### Request
Copy every line of the material below word for word, leaving nothing out and changing nothing.

>> Begin Supplied records

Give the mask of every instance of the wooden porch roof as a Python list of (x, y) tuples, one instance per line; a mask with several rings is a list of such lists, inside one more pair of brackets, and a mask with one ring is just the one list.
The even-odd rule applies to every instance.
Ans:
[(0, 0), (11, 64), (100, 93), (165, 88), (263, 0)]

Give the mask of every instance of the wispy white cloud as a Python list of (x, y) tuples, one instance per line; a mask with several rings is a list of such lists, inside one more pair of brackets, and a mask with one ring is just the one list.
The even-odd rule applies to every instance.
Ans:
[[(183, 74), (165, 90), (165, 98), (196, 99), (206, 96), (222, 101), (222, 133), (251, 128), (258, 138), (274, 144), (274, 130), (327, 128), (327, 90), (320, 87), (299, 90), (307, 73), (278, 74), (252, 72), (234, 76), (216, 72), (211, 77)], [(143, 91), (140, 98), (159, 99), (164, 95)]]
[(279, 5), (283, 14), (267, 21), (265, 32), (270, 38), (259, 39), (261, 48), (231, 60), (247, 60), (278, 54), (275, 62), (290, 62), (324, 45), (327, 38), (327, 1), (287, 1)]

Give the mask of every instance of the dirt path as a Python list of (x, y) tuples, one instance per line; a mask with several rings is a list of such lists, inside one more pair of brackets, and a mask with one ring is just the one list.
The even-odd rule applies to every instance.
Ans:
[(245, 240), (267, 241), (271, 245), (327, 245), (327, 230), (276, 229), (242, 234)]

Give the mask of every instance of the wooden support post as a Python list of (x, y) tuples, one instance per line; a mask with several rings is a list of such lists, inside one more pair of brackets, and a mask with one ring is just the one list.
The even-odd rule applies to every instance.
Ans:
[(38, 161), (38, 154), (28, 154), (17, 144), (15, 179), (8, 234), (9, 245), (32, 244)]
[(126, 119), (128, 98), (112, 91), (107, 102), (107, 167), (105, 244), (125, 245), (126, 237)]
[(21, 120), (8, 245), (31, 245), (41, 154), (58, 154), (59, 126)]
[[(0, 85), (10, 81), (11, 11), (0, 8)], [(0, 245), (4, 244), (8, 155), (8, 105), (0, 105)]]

>> End Supplied records

### Answer to this task
Give the mask of every instance of the wooden porch roof as a Python list of (x, y) tuples, one instance per line; a mask with several rings is a list of such lists, inside one more pair of brackets, and a mask with one ring is just the one list.
The even-odd rule applies to every instance.
Ans:
[(0, 0), (11, 64), (100, 93), (165, 88), (263, 0)]

Give the mask of every instance of the wispy white cloud as a Python list of (x, y) tuples, one instance per line; a mask with several rings is a list of such lists, inside one more pair of brackets, and a mask with one ring is just the one list.
The even-odd rule applies to every instance.
Ans:
[[(183, 74), (165, 90), (165, 98), (196, 99), (206, 96), (222, 101), (222, 133), (251, 128), (258, 138), (274, 144), (274, 130), (327, 128), (327, 90), (320, 87), (299, 90), (307, 73), (278, 74), (252, 72), (234, 76), (216, 72), (211, 77)], [(143, 91), (140, 98), (159, 99), (164, 95)]]
[(279, 5), (283, 14), (267, 21), (265, 32), (270, 38), (259, 39), (261, 48), (231, 60), (247, 60), (278, 54), (275, 62), (290, 62), (324, 45), (327, 38), (327, 1), (287, 1)]

Give the mask of every instance of the dirt path as a Python list of (x, y) tuples, one instance per line; a mask with several rings is a list of such lists, inside one more pair of brackets, and a mask with one ring is just the one list.
The even-odd rule applies to every instance.
Ans:
[(245, 240), (267, 241), (271, 245), (327, 245), (327, 230), (276, 229), (242, 234)]

Give the mask of every instance of the wooden support post as a Python list of (x, y) tuples, one instance per line; a mask with several rings is a list of such lists, inside one more pair of brackets, and a mask with one ring is just the one list.
The even-odd rule applies to every instance.
Ans:
[(38, 161), (38, 154), (28, 154), (17, 144), (15, 179), (8, 234), (9, 245), (32, 244)]
[(126, 119), (128, 98), (112, 91), (107, 102), (107, 167), (105, 244), (125, 245), (126, 237)]
[(21, 120), (8, 245), (31, 245), (41, 154), (58, 154), (59, 126)]
[[(0, 85), (10, 81), (11, 11), (0, 8)], [(0, 245), (4, 244), (8, 155), (8, 105), (0, 105)]]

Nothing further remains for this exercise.